Written exercise -
Starting at the line that contains "each like [31,720]." and ending with the last line of the records, rewrite those lines with "logo" changed to "emblem" and everything else left as it is.

● ● ● ● ● ● ●

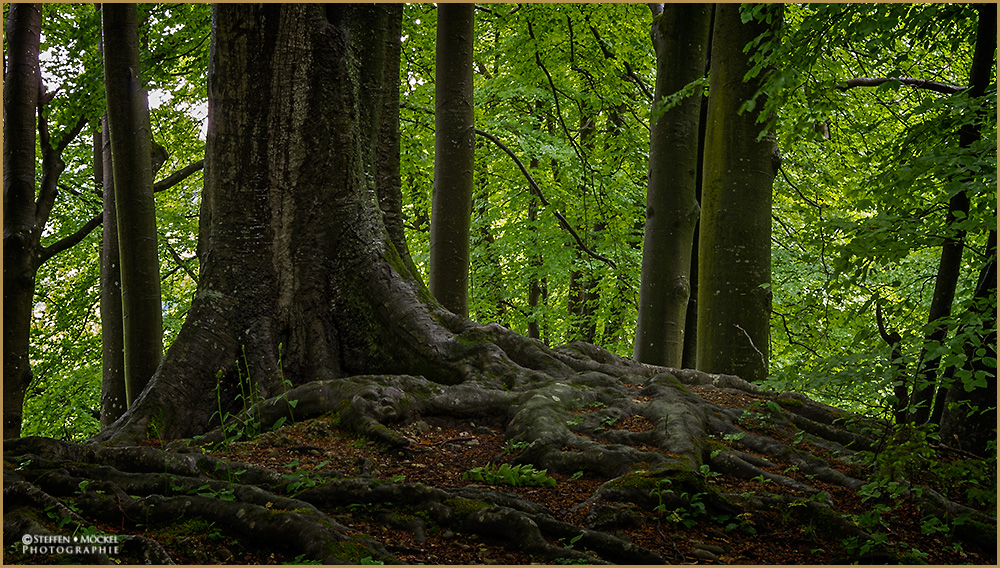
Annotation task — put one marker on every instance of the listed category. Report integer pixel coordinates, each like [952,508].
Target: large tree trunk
[950,265]
[26,215]
[295,250]
[734,251]
[131,148]
[20,99]
[680,37]
[454,154]
[114,401]
[301,280]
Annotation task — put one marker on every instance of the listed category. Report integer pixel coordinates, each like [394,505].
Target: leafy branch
[538,193]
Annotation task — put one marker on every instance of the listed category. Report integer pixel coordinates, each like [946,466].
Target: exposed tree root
[561,406]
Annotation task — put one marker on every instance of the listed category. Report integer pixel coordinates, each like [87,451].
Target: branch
[72,133]
[781,169]
[538,193]
[178,176]
[181,263]
[69,241]
[916,83]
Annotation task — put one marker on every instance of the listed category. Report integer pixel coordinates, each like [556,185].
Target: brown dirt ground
[444,449]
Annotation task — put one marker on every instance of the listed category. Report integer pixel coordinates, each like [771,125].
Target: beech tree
[25,215]
[454,155]
[734,262]
[131,150]
[304,304]
[680,35]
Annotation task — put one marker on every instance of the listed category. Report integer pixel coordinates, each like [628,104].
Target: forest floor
[443,450]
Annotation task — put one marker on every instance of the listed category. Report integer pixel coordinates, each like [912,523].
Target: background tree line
[884,117]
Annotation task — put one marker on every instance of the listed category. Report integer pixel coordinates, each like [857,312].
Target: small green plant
[301,559]
[682,515]
[510,447]
[506,474]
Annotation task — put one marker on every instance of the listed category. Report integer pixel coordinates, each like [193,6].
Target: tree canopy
[292,276]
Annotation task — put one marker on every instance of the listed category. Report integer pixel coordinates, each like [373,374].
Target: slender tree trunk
[680,37]
[537,289]
[20,231]
[454,152]
[689,358]
[390,193]
[950,266]
[131,149]
[969,417]
[734,249]
[113,398]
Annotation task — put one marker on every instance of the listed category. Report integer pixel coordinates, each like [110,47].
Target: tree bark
[131,149]
[295,249]
[113,397]
[734,249]
[454,152]
[969,417]
[680,37]
[389,188]
[20,231]
[950,265]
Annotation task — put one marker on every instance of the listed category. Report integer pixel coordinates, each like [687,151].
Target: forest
[500,283]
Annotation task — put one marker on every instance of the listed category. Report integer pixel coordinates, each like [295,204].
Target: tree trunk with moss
[27,201]
[680,37]
[454,155]
[114,401]
[303,282]
[135,209]
[734,249]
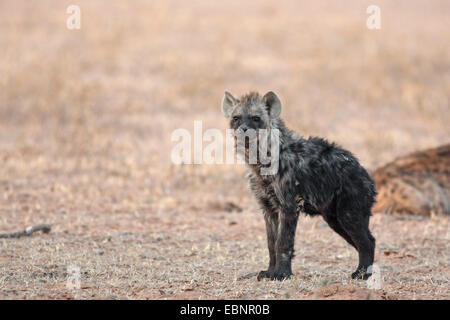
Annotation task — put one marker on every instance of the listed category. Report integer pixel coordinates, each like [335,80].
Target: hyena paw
[263,274]
[361,274]
[280,274]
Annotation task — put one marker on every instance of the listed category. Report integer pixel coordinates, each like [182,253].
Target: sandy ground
[86,118]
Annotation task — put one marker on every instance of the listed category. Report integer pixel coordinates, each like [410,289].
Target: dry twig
[28,231]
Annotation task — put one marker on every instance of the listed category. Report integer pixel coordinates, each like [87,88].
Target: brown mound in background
[418,183]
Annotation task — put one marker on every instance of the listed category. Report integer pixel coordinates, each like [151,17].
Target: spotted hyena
[314,177]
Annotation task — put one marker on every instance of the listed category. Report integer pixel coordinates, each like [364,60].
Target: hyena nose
[244,127]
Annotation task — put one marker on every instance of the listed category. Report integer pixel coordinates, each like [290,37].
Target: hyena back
[314,176]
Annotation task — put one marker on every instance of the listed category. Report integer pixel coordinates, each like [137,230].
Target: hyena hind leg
[357,227]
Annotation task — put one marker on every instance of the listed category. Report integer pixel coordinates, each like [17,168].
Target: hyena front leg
[284,246]
[271,219]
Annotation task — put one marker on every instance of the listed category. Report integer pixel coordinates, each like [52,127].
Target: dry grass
[85,124]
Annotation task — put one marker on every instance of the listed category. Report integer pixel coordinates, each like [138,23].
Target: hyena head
[251,111]
[252,118]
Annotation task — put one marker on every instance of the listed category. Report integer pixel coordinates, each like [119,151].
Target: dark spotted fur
[314,176]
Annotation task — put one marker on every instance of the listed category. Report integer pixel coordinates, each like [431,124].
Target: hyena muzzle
[313,176]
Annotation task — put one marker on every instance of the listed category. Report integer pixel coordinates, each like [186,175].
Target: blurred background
[86,118]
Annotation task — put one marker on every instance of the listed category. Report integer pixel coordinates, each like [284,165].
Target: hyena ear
[273,104]
[228,102]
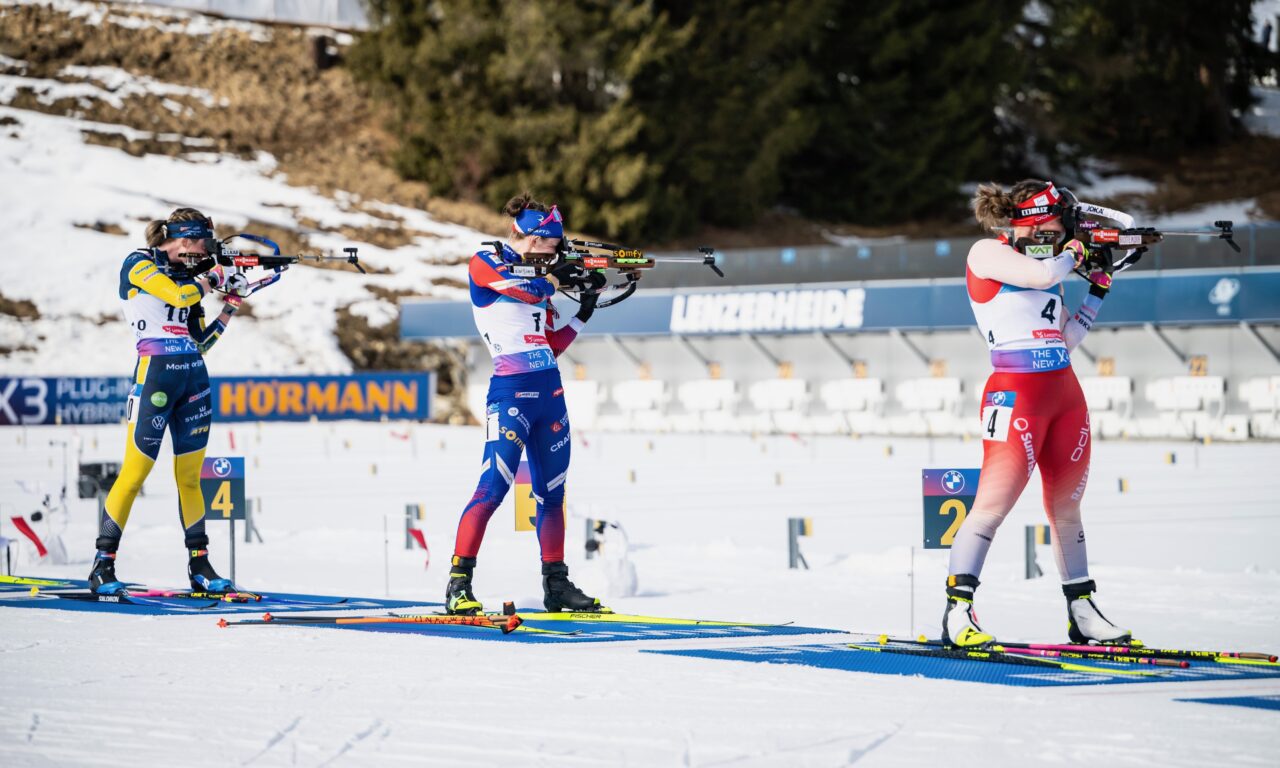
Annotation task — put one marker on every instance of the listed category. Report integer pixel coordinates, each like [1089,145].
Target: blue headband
[199,229]
[538,224]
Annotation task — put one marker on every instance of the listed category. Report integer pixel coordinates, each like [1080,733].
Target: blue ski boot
[101,579]
[202,575]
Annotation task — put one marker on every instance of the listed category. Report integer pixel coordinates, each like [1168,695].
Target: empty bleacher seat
[932,407]
[1110,400]
[708,406]
[859,403]
[1262,398]
[780,405]
[1187,406]
[641,406]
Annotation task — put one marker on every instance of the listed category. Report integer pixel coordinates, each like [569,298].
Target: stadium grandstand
[877,338]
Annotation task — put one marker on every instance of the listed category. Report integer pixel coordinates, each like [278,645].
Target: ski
[1223,657]
[507,624]
[127,599]
[635,618]
[1001,658]
[197,595]
[1066,652]
[238,597]
[30,581]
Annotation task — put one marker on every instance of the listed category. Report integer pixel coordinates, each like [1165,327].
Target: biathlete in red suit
[1033,411]
[525,412]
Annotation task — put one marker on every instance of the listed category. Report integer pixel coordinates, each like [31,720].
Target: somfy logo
[1223,293]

● ● ● ● ● ● ●

Finished exercise -
Annotation task — put one marker on every instance of the listed category. Report integer pixel coordinates, each like [31,720].
Target: somfy emblem
[1223,293]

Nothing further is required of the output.